__Given data__.
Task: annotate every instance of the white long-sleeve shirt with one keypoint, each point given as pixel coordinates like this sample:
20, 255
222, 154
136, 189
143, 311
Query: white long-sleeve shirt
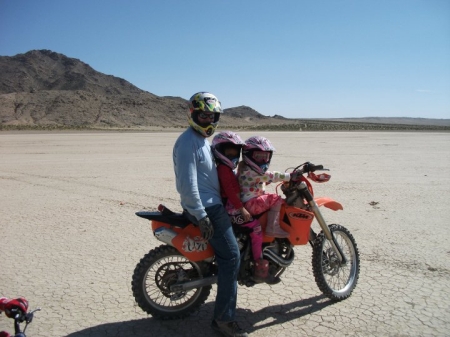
195, 173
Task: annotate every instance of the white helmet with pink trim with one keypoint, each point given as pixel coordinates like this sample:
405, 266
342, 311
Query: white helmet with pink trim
257, 153
226, 147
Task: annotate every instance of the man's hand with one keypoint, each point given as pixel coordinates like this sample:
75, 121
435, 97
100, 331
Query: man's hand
206, 228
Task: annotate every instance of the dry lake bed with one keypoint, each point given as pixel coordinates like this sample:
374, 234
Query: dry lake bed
69, 239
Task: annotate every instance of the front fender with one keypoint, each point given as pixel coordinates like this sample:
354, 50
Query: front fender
329, 203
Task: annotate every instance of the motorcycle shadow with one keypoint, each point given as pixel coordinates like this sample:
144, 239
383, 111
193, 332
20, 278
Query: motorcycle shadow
199, 323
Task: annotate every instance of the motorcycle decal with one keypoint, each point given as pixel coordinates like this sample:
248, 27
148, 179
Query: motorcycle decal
299, 215
196, 244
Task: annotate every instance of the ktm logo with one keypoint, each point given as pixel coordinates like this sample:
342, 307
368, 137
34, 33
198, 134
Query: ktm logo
197, 244
301, 216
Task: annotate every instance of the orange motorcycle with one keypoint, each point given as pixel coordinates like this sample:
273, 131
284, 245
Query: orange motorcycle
175, 279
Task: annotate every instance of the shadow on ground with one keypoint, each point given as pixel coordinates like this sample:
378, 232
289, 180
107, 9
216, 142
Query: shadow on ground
199, 323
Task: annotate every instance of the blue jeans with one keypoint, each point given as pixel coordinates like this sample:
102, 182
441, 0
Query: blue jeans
228, 260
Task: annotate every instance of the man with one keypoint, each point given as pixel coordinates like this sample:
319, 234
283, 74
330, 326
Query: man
198, 185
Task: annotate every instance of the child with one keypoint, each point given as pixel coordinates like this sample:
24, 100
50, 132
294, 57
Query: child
226, 147
253, 176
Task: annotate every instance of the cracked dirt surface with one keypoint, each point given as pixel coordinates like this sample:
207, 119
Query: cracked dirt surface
69, 239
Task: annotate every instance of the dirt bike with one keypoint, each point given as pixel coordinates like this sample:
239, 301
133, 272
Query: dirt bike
175, 279
19, 318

__Instructions for the task__.
Apart from the pictures, all of the data should be repeated exactly.

__Response for this exercise__.
Task: annotate every instance of the white long-sleeve shirt with one keypoint, each point given as pixel coordinates like this sample:
20, 255
222, 154
136, 189
143, 311
Query: white long-sleeve shirt
195, 173
Task: annotate every instance of the white helmet with pink trim with one keypoint, each point given as pixel coordinates like this sample:
405, 266
342, 311
Query: white helmet with pink trim
257, 153
226, 147
Task: annotate every instance of the man's hand with one keypoint, each point given as pixel coordinates like this sample:
75, 121
435, 97
100, 331
Query: man's hand
206, 228
Task: annotate every instance of the dry lake bed with one keypoint, each point given as pixel coordinates like this sample:
374, 234
Query: dry lake bed
69, 239
Task: annotate every instance of the front fender with one keypoint, each point given as pixel coordinates like this sample:
354, 50
Query: front fender
329, 203
Task: annotate every instance of the motorcycle shadow with one keypoint, each point given as pixel coordinates like this sample:
144, 239
383, 111
193, 332
20, 278
Query: motorcycle shadow
199, 323
Task: annotate every instance of the motorcycle decal with one keypoint, each point given as pixel coordinates like this sample:
248, 27
148, 179
Query: motorcycle decal
299, 215
196, 244
Task: annotate every instance of the ktm logo with one keypoint, each point given as pixel coordinates like this sample:
342, 307
368, 137
34, 33
198, 134
Query: ktm logo
197, 244
301, 216
Task: annotate every instance of the orange motorcycle with one keypoint, each point given as pixel coordinates like this sample:
273, 131
284, 245
Query: orange motorcycle
175, 279
Task: annotate every instance of the shadow on ground with one keypoint, each point given as pixel coordinates like this sample:
378, 232
289, 180
107, 9
216, 142
Query: shadow on ground
199, 323
Task: annotate every instance of the blue jeans with one keypoint, each point given as pixel coordinates like this sample:
102, 182
441, 0
Query: blue jeans
228, 260
Task: annotate every instance of the man with one keypoint, each point given as pixel coordinates like this sample:
319, 234
283, 74
330, 326
Query: man
198, 185
Task: annotate every instance of the child with one keypoint, each point given as pixel coordinates like this sample:
24, 100
50, 132
294, 57
Query: child
226, 147
253, 176
Task: annotate every instance of the cracked dirt surface with one keypoint, each point given as pixel coordinates like this sample:
207, 119
Query: cracked dirt surface
69, 239
Task: annotate every instance of the dirt bike with one keypoint, each point given as pixel coordinates like this sample:
239, 301
133, 272
Query: dirt bike
175, 279
19, 318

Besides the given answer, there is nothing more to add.